- _Instructions for the task_:
Below are some records; each one is to be set down again exactly.

(Segmentation mask data)
Segment Open
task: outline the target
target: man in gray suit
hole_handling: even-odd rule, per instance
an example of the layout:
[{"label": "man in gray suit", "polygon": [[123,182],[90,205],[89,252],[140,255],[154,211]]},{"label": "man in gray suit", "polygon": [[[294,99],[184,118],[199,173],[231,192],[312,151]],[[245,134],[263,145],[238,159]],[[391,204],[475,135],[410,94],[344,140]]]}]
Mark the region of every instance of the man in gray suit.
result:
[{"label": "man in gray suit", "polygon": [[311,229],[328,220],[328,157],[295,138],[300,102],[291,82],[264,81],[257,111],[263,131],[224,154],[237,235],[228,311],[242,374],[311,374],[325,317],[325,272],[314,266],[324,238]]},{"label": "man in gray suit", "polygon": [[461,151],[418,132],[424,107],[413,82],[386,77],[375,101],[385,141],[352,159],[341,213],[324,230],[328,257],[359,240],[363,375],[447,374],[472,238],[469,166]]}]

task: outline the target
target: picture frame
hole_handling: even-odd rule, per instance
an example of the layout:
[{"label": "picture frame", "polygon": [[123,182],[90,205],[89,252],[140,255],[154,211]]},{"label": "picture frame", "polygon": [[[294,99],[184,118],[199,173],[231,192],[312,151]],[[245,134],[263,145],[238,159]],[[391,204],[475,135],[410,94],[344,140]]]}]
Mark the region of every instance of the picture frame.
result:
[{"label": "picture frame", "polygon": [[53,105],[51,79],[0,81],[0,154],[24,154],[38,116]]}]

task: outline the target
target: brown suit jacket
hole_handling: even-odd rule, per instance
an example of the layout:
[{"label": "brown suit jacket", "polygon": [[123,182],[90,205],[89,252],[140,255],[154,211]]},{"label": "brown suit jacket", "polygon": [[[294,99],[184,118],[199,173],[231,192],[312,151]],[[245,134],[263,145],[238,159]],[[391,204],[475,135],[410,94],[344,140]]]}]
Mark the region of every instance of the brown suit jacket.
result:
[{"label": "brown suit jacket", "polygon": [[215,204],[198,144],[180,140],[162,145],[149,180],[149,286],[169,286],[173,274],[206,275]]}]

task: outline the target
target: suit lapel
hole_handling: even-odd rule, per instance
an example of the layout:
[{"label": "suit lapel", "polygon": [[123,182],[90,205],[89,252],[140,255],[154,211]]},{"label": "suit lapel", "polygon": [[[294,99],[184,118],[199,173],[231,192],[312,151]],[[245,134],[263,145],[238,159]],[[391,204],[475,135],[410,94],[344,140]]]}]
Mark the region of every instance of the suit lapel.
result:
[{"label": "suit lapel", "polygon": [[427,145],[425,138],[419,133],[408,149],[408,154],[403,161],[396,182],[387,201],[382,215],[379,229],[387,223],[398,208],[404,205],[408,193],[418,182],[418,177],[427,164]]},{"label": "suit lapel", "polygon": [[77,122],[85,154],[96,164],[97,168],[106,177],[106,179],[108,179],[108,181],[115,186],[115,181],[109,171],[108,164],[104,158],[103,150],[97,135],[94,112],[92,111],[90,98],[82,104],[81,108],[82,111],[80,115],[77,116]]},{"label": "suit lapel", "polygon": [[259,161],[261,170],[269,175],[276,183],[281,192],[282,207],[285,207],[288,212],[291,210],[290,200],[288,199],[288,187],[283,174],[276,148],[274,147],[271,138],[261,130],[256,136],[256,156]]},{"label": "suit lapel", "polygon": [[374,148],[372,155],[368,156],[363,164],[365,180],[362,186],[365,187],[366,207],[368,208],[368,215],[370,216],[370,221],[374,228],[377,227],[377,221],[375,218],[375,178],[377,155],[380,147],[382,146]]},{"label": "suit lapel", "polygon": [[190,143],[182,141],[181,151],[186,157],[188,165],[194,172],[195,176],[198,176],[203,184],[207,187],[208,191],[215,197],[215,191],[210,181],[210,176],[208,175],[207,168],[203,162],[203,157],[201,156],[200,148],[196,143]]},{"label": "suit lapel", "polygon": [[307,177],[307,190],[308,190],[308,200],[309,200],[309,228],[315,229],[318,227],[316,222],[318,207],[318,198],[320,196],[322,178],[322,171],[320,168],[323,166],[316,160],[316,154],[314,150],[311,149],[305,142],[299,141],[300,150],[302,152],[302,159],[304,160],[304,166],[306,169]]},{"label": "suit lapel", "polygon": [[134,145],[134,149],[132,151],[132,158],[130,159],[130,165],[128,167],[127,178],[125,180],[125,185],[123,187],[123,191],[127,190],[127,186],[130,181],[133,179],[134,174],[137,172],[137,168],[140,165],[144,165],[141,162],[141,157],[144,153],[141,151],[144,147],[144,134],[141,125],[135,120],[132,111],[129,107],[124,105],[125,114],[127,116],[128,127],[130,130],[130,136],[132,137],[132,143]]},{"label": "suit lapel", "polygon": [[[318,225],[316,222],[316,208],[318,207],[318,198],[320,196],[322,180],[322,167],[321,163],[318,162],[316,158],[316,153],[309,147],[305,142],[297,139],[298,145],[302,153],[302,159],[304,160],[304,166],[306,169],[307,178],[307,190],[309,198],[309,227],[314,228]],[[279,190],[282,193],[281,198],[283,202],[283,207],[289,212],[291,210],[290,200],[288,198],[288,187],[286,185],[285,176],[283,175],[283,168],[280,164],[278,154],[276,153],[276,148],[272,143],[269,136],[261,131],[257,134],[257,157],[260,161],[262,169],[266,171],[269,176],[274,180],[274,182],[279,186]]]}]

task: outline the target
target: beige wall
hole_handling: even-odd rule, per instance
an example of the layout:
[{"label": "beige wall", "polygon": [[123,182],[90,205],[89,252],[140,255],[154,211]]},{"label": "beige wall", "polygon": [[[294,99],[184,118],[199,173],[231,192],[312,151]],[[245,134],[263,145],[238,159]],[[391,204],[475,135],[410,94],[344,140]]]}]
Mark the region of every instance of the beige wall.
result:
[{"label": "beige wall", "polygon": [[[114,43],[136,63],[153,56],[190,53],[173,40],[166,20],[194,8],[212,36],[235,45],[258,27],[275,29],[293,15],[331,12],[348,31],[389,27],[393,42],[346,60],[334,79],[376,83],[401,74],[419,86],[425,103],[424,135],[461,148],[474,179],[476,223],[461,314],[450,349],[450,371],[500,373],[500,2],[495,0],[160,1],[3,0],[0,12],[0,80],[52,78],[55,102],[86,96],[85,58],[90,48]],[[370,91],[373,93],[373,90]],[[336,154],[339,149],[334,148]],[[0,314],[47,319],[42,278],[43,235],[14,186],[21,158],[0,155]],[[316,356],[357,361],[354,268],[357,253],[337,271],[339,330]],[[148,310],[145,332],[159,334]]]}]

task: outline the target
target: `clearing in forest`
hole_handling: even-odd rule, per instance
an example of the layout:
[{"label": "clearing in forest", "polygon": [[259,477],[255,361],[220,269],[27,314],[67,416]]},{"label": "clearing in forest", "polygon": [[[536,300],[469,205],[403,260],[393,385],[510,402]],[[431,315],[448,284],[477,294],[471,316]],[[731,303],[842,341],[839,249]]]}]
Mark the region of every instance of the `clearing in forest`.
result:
Segment Closed
- _Solution to this problem_:
task: outline the target
target: man in gray suit
hole_handling: even-odd rule, per instance
an example of the layout:
[{"label": "man in gray suit", "polygon": [[123,182],[90,205],[89,252],[140,255],[154,211]]},{"label": "man in gray suit", "polygon": [[[294,99],[184,118],[199,173],[231,192],[312,151]],[[245,134],[263,145],[238,159]],[[391,204],[475,135],[410,94],[344,140]]]}]
Mark the region of every instance of the man in gray suit.
result:
[{"label": "man in gray suit", "polygon": [[311,229],[328,220],[328,157],[295,138],[300,102],[291,82],[264,81],[257,111],[263,131],[224,154],[237,235],[228,311],[242,374],[311,374],[325,317],[325,272],[314,266],[324,238]]},{"label": "man in gray suit", "polygon": [[461,151],[418,132],[424,107],[413,82],[386,77],[375,101],[385,141],[352,159],[341,213],[324,230],[328,257],[359,240],[363,375],[447,374],[472,238],[469,166]]}]

task: outline the target
target: picture frame
hole_handling: even-odd rule, per instance
an example of the layout:
[{"label": "picture frame", "polygon": [[123,182],[90,205],[89,252],[140,255],[154,211]]},{"label": "picture frame", "polygon": [[[294,99],[184,118],[199,173],[231,192],[312,151]],[[245,134],[263,145],[238,159]],[[391,204],[475,135],[410,94],[344,140]]]}]
Mark the region of every instance of the picture frame.
result:
[{"label": "picture frame", "polygon": [[53,105],[51,79],[0,81],[0,154],[24,154],[38,116]]}]

task: outline the target
target: brown suit jacket
hole_handling: even-odd rule, per instance
an example of the layout:
[{"label": "brown suit jacket", "polygon": [[123,182],[90,205],[89,252],[140,255],[154,211]]},{"label": "brown suit jacket", "polygon": [[[294,99],[184,118],[199,173],[231,192],[312,151]],[[245,134],[263,145],[238,159]],[[391,204],[475,135],[410,94],[344,140]]]}]
Mark the region of every instance of the brown suit jacket.
result:
[{"label": "brown suit jacket", "polygon": [[215,204],[198,144],[180,140],[162,145],[149,180],[149,286],[169,286],[173,274],[206,275]]}]

task: outline the target
target: suit lapel
hole_handling: even-odd rule, per instance
an example of the layout:
[{"label": "suit lapel", "polygon": [[123,182],[90,205],[89,252],[140,255],[154,211]]},{"label": "suit lapel", "polygon": [[[294,99],[184,118],[199,173],[231,192],[312,151]],[[245,134],[263,145],[238,159]],[[391,204],[475,135],[410,94],[344,140]]]}]
Mark the region of every instance of the suit lapel.
result:
[{"label": "suit lapel", "polygon": [[427,145],[425,138],[419,133],[408,149],[408,154],[403,161],[396,182],[387,201],[382,215],[379,229],[387,223],[398,208],[404,205],[408,193],[418,182],[418,177],[427,164]]},{"label": "suit lapel", "polygon": [[77,122],[85,154],[96,164],[97,168],[106,177],[106,179],[108,179],[108,181],[115,186],[115,181],[109,171],[108,164],[104,158],[103,150],[97,135],[94,112],[92,111],[90,98],[82,104],[81,108],[82,111],[80,115],[77,116]]},{"label": "suit lapel", "polygon": [[259,161],[261,170],[269,175],[276,183],[281,192],[282,207],[285,207],[288,212],[291,210],[290,200],[288,199],[288,187],[283,174],[276,148],[274,147],[271,138],[261,130],[256,136],[256,156]]},{"label": "suit lapel", "polygon": [[374,148],[372,155],[368,156],[363,164],[365,180],[362,186],[365,187],[366,207],[368,208],[368,215],[370,216],[370,221],[374,228],[377,227],[377,221],[375,218],[375,178],[377,155],[380,147],[382,146]]},{"label": "suit lapel", "polygon": [[190,143],[182,141],[181,151],[186,157],[188,165],[194,172],[195,176],[198,176],[203,184],[207,187],[208,191],[215,197],[215,191],[210,181],[210,176],[208,175],[207,168],[203,162],[203,157],[201,156],[200,148],[196,143]]},{"label": "suit lapel", "polygon": [[307,177],[307,190],[308,190],[308,200],[309,200],[309,228],[315,229],[318,227],[316,222],[318,207],[318,198],[320,196],[322,178],[322,171],[320,168],[323,166],[316,160],[316,154],[314,150],[311,149],[305,142],[299,141],[300,150],[302,152],[302,159],[304,160],[304,166],[306,169]]},{"label": "suit lapel", "polygon": [[134,145],[134,149],[132,151],[132,158],[130,159],[130,165],[128,167],[127,178],[125,180],[125,185],[123,187],[123,191],[127,190],[127,186],[130,181],[133,179],[134,174],[137,172],[137,168],[140,165],[144,165],[141,162],[141,157],[144,153],[141,151],[144,147],[144,134],[141,125],[135,120],[132,111],[129,107],[124,105],[125,114],[127,116],[128,127],[130,130],[130,136],[132,137],[132,143]]},{"label": "suit lapel", "polygon": [[[318,225],[316,222],[316,208],[318,207],[318,198],[320,196],[322,180],[322,167],[321,163],[318,162],[316,158],[316,153],[309,147],[305,142],[297,139],[298,145],[302,153],[302,159],[304,160],[304,166],[306,169],[307,178],[307,190],[309,198],[309,227],[314,228]],[[279,190],[282,193],[281,198],[283,202],[283,207],[289,212],[291,210],[290,200],[288,198],[288,187],[286,185],[285,176],[283,175],[283,168],[280,164],[278,154],[276,153],[276,148],[272,143],[269,136],[261,131],[257,134],[257,157],[260,161],[262,169],[266,171],[269,176],[274,180],[274,182],[279,186]]]}]

task: outline the target
target: beige wall
hole_handling: even-odd rule, per instance
an example of the layout:
[{"label": "beige wall", "polygon": [[123,182],[90,205],[89,252],[140,255],[154,211]]},{"label": "beige wall", "polygon": [[[294,99],[184,118],[199,173],[231,192],[312,151]],[[245,134],[263,145],[238,159]],[[391,204],[475,135],[410,94],[344,140]]]}]
Mark the region of every instance of the beige wall.
result:
[{"label": "beige wall", "polygon": [[[114,43],[136,63],[153,56],[190,53],[173,40],[166,20],[194,8],[212,36],[235,45],[258,27],[275,29],[293,15],[331,12],[348,31],[389,27],[393,42],[346,60],[334,79],[376,83],[401,74],[419,86],[425,103],[424,135],[461,148],[474,179],[476,223],[461,314],[450,349],[450,371],[500,373],[500,2],[495,0],[160,1],[3,0],[0,12],[0,80],[52,78],[55,102],[86,96],[85,58],[90,48]],[[370,91],[373,93],[373,90]],[[336,154],[339,149],[334,148]],[[0,314],[47,319],[42,278],[43,235],[14,186],[21,158],[0,155]],[[316,356],[357,361],[354,268],[357,253],[337,271],[339,330]],[[148,310],[145,332],[159,334]]]}]

task: outline the target
target: `clearing in forest`
hole_handling: even-odd rule, per instance
an example of the layout:
[{"label": "clearing in forest", "polygon": [[259,477],[255,361],[220,269],[27,314],[67,416]]},{"label": "clearing in forest", "polygon": [[[536,300],[469,205],[403,260],[393,385],[510,402]],[[431,315],[448,284],[477,294],[471,316]],[[731,303],[842,341],[839,249]]]}]
Mark the region of every instance of the `clearing in forest`.
result:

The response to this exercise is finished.